• _Input material_
┄┄┄┄┄┄┄┄┄┄
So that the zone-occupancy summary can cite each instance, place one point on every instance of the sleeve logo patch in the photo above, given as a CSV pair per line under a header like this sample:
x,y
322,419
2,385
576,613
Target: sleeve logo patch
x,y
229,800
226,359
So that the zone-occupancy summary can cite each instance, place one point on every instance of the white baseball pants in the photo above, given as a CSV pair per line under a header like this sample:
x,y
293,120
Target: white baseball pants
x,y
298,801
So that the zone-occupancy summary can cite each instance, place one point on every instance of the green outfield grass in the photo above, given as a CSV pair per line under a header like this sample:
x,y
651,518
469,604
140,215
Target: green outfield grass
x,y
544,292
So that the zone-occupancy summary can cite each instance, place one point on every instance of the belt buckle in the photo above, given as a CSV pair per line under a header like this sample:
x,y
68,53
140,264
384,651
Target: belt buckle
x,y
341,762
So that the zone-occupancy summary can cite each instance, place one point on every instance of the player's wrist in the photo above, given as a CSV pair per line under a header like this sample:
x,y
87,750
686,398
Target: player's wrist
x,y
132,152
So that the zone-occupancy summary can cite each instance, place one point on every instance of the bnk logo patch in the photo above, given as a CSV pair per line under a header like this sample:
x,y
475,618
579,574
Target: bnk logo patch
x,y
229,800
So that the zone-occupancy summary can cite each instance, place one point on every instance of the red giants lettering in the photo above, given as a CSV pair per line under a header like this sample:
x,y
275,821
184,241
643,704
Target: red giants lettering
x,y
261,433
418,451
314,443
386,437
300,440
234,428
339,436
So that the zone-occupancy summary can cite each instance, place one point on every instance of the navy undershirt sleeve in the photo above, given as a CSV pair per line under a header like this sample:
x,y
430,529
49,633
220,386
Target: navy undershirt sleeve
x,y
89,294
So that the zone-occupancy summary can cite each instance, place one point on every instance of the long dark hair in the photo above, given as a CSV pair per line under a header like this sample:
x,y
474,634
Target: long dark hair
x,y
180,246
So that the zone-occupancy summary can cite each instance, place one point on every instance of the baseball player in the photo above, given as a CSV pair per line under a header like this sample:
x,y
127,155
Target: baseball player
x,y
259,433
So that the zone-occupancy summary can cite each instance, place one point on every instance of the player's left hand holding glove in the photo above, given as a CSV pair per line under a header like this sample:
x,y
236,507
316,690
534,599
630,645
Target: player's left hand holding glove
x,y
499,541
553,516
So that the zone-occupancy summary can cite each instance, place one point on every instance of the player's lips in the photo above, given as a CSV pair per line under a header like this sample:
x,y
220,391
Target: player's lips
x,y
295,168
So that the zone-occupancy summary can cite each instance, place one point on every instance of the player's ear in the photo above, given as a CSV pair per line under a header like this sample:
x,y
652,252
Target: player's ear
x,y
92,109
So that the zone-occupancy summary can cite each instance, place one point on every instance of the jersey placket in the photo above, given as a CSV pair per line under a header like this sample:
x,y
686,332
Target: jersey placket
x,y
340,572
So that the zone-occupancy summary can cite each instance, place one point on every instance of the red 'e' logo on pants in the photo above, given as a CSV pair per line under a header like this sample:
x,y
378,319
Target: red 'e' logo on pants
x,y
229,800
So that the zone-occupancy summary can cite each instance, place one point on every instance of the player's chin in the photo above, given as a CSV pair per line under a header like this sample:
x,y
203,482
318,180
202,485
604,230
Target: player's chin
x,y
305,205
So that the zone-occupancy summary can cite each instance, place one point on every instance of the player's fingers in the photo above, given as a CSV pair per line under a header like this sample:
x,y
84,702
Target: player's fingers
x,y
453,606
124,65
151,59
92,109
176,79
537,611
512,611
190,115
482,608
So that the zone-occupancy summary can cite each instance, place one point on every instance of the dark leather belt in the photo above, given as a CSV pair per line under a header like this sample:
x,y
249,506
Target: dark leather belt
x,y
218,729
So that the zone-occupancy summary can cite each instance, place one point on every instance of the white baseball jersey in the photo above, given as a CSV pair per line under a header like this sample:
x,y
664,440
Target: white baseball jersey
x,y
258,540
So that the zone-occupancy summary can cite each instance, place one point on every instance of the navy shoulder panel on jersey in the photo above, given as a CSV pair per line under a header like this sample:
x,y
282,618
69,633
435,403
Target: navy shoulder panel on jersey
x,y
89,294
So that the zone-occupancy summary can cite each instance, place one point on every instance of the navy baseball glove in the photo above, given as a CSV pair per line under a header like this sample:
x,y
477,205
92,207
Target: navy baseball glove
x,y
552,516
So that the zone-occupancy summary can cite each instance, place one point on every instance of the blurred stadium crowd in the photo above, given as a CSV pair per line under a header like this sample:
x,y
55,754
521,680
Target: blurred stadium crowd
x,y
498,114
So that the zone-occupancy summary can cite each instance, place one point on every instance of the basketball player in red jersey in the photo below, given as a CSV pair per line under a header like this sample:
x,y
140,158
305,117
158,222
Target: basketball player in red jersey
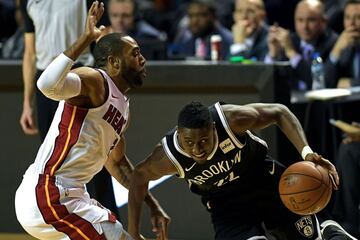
x,y
214,150
85,135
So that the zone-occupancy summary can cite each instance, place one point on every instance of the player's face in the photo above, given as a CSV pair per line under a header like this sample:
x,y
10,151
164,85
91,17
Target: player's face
x,y
198,142
133,64
352,17
121,16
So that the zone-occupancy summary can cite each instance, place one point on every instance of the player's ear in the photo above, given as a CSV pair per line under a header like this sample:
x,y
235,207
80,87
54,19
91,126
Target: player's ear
x,y
114,61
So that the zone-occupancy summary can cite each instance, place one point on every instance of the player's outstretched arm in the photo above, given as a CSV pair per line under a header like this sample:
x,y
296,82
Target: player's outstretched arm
x,y
258,116
154,167
56,82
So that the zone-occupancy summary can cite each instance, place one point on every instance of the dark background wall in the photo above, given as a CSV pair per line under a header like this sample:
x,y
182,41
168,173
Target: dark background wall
x,y
154,110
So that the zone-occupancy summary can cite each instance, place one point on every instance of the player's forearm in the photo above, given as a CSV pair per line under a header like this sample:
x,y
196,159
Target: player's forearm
x,y
292,128
28,69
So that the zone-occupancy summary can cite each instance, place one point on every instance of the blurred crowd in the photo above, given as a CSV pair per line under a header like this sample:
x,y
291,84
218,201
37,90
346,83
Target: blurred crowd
x,y
269,31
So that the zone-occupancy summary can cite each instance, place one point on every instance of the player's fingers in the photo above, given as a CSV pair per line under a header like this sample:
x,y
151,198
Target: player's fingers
x,y
92,8
333,182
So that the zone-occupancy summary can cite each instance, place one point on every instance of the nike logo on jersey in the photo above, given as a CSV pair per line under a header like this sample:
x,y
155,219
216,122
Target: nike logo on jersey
x,y
189,168
226,145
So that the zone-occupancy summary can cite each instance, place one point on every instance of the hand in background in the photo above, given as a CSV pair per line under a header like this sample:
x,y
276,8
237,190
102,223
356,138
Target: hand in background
x,y
27,121
353,136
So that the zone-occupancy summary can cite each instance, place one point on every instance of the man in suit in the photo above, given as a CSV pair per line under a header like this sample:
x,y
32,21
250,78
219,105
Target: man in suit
x,y
249,30
344,61
194,40
312,35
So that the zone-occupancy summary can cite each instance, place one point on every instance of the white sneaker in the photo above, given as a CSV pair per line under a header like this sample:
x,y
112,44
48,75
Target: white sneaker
x,y
334,229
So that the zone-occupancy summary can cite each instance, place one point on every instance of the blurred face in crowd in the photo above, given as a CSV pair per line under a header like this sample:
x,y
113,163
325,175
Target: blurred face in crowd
x,y
352,16
250,11
310,21
201,19
121,14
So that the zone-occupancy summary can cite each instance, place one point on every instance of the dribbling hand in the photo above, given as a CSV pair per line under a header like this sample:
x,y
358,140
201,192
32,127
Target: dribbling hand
x,y
318,159
95,12
160,221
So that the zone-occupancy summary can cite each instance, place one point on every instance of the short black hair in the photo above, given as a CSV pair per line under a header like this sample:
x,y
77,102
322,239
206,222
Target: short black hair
x,y
109,45
194,115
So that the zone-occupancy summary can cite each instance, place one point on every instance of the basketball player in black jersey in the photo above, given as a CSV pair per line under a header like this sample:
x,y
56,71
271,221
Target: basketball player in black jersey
x,y
214,150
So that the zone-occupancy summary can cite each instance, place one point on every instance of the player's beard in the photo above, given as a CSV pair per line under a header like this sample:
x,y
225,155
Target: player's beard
x,y
133,78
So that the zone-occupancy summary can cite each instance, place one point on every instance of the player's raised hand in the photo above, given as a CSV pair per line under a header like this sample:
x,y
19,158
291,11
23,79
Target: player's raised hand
x,y
160,221
318,159
95,12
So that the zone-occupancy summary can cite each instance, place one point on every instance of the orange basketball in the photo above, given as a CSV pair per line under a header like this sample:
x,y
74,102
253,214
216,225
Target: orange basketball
x,y
305,188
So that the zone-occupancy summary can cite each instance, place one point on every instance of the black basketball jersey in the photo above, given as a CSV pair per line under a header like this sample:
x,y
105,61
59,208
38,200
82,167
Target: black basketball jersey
x,y
235,161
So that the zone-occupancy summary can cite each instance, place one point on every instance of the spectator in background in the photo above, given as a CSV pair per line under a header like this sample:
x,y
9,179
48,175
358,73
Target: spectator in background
x,y
50,27
13,47
347,199
312,35
194,40
250,30
344,61
125,18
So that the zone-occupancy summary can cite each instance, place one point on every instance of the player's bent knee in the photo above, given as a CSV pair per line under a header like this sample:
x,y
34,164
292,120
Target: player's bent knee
x,y
115,231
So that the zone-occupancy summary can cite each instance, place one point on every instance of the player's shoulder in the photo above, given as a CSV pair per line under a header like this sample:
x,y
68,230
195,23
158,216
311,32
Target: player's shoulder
x,y
90,76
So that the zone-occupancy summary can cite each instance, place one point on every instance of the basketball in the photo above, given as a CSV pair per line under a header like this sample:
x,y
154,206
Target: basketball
x,y
305,188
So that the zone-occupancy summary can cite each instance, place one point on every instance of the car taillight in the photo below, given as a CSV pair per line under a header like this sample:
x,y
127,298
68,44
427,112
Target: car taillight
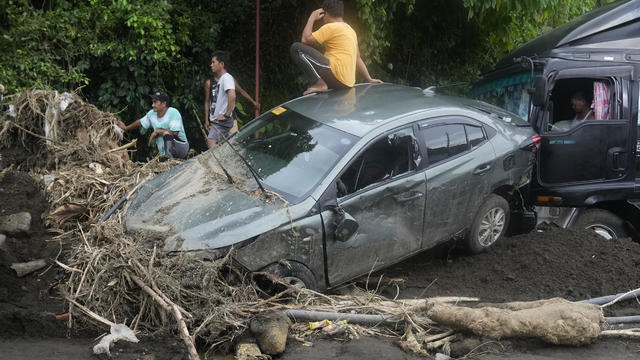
x,y
536,140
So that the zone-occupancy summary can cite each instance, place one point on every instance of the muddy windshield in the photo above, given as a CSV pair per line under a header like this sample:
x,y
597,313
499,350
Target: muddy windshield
x,y
291,153
509,93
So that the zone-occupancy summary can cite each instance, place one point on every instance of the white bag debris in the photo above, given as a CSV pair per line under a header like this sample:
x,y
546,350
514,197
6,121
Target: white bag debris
x,y
118,332
12,111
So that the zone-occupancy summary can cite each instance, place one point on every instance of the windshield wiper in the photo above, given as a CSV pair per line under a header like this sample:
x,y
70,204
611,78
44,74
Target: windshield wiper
x,y
229,178
253,172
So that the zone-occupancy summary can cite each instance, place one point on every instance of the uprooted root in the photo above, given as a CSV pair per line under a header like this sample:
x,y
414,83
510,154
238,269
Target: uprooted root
x,y
59,128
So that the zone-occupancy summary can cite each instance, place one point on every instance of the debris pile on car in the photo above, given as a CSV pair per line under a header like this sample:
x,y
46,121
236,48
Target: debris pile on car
x,y
114,278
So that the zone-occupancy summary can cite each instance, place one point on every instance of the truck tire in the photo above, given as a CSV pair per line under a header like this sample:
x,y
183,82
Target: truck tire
x,y
602,222
489,225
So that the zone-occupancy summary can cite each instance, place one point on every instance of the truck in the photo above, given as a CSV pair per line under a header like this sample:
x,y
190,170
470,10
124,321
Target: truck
x,y
587,171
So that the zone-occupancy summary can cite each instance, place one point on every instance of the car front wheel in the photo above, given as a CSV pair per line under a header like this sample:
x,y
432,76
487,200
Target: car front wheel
x,y
293,274
602,222
489,225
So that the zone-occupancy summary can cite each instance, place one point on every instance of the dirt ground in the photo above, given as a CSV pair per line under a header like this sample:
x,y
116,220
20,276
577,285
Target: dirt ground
x,y
574,265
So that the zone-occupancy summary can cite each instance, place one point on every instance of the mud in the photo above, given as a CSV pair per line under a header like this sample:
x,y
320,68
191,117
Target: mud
x,y
552,263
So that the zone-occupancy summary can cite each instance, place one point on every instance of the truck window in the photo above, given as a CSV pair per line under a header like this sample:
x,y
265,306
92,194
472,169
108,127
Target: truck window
x,y
580,99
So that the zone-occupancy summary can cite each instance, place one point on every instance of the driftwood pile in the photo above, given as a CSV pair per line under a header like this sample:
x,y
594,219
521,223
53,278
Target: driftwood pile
x,y
117,278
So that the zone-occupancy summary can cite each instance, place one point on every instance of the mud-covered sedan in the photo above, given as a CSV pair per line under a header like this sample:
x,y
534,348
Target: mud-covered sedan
x,y
333,185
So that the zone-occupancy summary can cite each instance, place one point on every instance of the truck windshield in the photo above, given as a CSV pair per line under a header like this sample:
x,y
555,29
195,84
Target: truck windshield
x,y
508,92
291,153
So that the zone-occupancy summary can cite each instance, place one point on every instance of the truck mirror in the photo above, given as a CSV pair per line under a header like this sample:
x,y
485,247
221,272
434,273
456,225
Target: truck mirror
x,y
539,91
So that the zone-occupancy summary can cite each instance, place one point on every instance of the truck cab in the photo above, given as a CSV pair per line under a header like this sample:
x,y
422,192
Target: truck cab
x,y
578,87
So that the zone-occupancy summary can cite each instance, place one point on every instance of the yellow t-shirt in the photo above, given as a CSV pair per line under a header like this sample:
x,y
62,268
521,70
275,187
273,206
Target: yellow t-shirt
x,y
341,48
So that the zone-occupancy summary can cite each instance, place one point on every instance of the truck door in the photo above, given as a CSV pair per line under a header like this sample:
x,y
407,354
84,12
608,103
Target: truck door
x,y
585,127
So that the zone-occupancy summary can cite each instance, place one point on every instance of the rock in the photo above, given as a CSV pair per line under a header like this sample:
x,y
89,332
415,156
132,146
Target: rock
x,y
270,330
461,348
23,269
14,223
250,351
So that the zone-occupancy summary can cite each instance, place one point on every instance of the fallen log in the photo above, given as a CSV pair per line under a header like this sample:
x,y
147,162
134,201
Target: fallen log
x,y
555,321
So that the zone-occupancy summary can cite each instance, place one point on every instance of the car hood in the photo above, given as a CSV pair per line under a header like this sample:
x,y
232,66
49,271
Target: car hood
x,y
194,207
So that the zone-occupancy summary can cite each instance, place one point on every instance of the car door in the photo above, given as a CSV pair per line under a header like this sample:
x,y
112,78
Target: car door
x,y
460,163
575,150
383,191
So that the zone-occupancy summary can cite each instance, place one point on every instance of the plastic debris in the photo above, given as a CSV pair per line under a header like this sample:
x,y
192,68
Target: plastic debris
x,y
65,100
318,324
118,332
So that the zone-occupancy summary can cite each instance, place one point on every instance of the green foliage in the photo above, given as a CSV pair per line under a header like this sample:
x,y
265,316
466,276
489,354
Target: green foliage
x,y
377,17
119,51
39,50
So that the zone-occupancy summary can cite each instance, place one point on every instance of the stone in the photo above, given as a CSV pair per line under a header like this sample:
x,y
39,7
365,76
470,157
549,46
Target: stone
x,y
15,223
270,330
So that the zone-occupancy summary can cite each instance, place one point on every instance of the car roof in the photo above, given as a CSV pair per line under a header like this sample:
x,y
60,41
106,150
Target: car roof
x,y
364,107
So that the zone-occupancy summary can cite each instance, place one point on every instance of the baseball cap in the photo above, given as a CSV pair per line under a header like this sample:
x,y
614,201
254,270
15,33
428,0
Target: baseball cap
x,y
160,97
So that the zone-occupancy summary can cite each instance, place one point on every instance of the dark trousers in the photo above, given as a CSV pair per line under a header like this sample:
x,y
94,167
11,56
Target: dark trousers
x,y
314,65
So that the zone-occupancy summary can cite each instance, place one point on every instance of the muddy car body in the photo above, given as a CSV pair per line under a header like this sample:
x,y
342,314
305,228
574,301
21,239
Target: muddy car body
x,y
354,180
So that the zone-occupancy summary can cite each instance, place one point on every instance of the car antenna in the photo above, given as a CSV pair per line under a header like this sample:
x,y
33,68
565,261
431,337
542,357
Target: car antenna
x,y
229,178
255,174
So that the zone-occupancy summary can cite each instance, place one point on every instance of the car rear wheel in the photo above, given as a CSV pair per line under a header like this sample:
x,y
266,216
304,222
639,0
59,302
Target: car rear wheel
x,y
489,225
294,274
603,222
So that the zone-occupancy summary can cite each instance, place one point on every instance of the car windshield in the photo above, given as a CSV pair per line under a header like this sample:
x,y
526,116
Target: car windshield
x,y
509,93
291,153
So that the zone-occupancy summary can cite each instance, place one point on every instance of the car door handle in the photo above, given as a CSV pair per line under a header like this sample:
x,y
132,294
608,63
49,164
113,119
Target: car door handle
x,y
482,169
408,196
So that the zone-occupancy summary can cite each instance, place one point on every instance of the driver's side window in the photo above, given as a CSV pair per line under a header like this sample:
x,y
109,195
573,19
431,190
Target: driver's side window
x,y
387,157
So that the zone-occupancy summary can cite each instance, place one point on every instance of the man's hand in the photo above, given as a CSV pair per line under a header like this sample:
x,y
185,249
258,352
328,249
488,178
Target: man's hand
x,y
158,132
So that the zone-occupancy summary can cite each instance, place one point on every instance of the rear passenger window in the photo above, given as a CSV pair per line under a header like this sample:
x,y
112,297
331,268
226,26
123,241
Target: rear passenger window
x,y
475,135
388,157
445,141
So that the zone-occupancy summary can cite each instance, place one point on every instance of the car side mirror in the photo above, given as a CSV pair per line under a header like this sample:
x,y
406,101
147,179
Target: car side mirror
x,y
539,91
346,227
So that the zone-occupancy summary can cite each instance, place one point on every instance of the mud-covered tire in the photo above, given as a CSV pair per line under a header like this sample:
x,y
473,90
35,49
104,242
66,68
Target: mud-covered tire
x,y
603,222
489,225
294,274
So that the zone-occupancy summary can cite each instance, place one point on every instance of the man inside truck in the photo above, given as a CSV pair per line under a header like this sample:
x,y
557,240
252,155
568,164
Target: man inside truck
x,y
581,106
588,99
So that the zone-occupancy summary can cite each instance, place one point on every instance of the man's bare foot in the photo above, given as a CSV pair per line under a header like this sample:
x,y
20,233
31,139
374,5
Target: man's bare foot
x,y
314,89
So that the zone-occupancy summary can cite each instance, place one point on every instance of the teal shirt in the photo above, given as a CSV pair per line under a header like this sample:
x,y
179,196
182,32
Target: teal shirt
x,y
171,121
┄┄┄┄┄┄┄┄┄┄
• _Work instructions_
Whenever a line of the data above includes the word "below", copy that line.

• _Reply to the exercise_
So that the zone-occupancy summary can cite each instance, place one point on every instance of the basketball player in red jersey in the photo below, given as a CSV pair per line under a header like this sample:
So that the zone-occupancy summary can cite each instance, place one point on every instance of the car taillight in the photo below, given as a CSV pair per line under a header like this sample:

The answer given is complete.